• [Records provided]:
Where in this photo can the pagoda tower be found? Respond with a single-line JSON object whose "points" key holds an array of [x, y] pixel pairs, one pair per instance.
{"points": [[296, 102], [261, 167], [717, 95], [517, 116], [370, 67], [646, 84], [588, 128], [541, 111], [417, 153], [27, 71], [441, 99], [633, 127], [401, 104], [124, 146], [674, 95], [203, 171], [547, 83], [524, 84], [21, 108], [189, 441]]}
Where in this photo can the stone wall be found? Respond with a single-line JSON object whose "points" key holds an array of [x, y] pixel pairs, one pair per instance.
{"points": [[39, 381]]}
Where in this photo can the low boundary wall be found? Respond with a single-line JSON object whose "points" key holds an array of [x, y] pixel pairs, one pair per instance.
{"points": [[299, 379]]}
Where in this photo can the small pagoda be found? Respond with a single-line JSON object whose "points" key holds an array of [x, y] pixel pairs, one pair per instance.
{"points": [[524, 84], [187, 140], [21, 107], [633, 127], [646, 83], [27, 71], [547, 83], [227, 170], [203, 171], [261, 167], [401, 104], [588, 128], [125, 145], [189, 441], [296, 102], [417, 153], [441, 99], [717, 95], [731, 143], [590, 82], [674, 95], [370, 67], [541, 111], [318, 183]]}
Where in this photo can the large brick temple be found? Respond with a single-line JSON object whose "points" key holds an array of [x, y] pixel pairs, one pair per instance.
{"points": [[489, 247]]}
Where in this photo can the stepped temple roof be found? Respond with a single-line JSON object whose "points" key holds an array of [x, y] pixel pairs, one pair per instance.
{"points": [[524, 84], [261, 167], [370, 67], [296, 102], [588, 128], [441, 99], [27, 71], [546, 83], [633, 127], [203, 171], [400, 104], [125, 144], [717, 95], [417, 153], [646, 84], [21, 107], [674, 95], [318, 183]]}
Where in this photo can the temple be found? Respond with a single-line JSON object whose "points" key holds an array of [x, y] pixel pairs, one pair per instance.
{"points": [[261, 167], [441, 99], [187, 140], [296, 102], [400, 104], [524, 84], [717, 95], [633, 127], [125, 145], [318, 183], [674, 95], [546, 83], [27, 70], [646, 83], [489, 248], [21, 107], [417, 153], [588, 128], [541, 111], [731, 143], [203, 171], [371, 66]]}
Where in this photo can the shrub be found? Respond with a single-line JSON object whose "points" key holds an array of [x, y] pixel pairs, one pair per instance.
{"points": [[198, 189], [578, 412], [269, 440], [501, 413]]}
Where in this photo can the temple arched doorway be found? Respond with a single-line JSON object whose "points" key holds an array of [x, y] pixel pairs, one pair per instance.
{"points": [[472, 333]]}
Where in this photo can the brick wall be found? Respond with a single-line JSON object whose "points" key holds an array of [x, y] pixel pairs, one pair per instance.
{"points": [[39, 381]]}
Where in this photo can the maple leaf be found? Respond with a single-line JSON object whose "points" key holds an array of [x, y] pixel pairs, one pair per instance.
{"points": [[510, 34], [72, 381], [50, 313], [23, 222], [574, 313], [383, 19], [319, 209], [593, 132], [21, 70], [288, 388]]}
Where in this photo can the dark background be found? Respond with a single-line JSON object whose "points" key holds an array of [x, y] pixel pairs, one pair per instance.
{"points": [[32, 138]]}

• [To be done]: Put every line of the records above into a JSON list of strings, one string per line, leaving out any blank lines.

• [Solution to the problem]:
[
  "Where in this photo can the pagoda tower be found? Respond with a single-line JSON object whose \"points\" key holds an array of [x, y] pixel pairs, one pair per instance.",
  "{\"points\": [[296, 102], [261, 167], [717, 95], [517, 116], [370, 67], [646, 84], [588, 128], [541, 111], [417, 153], [27, 71], [441, 99], [633, 127], [401, 104], [124, 146], [674, 95], [203, 171], [547, 83], [524, 84], [21, 108], [189, 441]]}",
  "Where in this photo can the stone wall be found? Respond with a single-line JSON object whose \"points\" key holds an array of [x, y] pixel pairs, one pair per instance.",
  "{\"points\": [[39, 381]]}",
  "Where in this photo can the low boundary wall be found? Respond with a single-line JSON object whose \"points\" key holds an array of [x, y] pixel pairs, one pair per instance.",
  "{\"points\": [[299, 379]]}",
  "Where in this photo can the small pagoda be found? Respond with a single-line JSON object whose \"points\" key holds an array of [x, y] pixel pairs, one pair per instance.",
  "{\"points\": [[524, 84], [187, 140], [21, 107], [633, 127], [646, 83], [27, 71], [547, 83], [227, 170], [203, 171], [261, 167], [401, 104], [588, 128], [125, 145], [189, 441], [296, 102], [417, 153], [441, 99], [717, 95], [731, 143], [590, 82], [674, 95], [370, 67], [541, 111], [318, 183]]}",
  "Where in this photo can the large brick temple be found? Respond with a single-line JSON object whose \"points\" key holds an array of [x, y] pixel pairs, one pair per instance.",
  "{\"points\": [[489, 247]]}",
  "Where in this photo can the stepped temple roof be found? Respond with a single-line JSON object whose \"points\" key holds an array of [x, y] pixel pairs, one pair per instance.",
  "{\"points\": [[524, 84], [261, 167], [370, 67], [296, 102], [588, 128], [441, 99], [27, 71], [546, 83], [633, 127], [203, 171], [400, 104], [125, 144], [717, 95], [417, 153], [646, 84], [21, 107], [674, 95], [318, 183]]}",
  "Where in this photo can the temple be found? Respond with a single-line JSON object whose \"points\" key holds an array of [x, y] pixel pairs, one pair per instance.",
  "{\"points\": [[261, 167], [441, 99], [187, 140], [296, 102], [400, 104], [524, 84], [717, 95], [633, 127], [125, 145], [318, 183], [674, 95], [546, 83], [27, 70], [646, 83], [489, 248], [21, 107], [417, 153], [588, 128], [541, 111], [731, 143], [203, 171], [371, 66]]}",
  "Where in this photo can the shrub be found? Respond with a single-line JSON object whose \"points\" key holds an array of [x, y] pixel pairs, one pair per instance.",
  "{\"points\": [[198, 189], [578, 412], [269, 440], [501, 413]]}",
  "Where in this photo can the temple arched doorway be found? Respond with a single-line JSON object whose \"points\" key holds an array of [x, y] pixel pairs, one pair per instance.",
  "{\"points\": [[472, 333]]}",
  "Where in this photo can the brick wall be found? Respond with a single-line JSON object whose \"points\" key holds an array of [x, y] pixel pairs, one pair per instance.",
  "{\"points\": [[39, 381]]}",
  "Where in this photo can the maple leaf be found? Respond with a single-line JSON object whose \"points\" key holds an array of [x, y] pixel pairs, one pair per instance.",
  "{\"points\": [[510, 34], [72, 381], [50, 313], [23, 222], [574, 313], [383, 19], [319, 209], [593, 132], [21, 70], [288, 388]]}",
  "Where in this photo can the dark background be found? Respond with a single-line JSON object whose \"points\" key holds an array of [x, y] pixel pairs, one pair per instance.",
  "{\"points\": [[32, 138]]}"
]